[start Extracted entries]

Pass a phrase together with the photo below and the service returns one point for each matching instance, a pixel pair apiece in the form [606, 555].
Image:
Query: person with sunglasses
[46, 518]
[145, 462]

[end Extracted entries]

Problem requirements: Set down every row above again, word for word.

Correct result:
Pass a phrase together with the photo below and the service returns one point for each matching instance, a pixel pair apiece in the form [606, 555].
Image:
Query: person with sunglasses
[46, 518]
[145, 462]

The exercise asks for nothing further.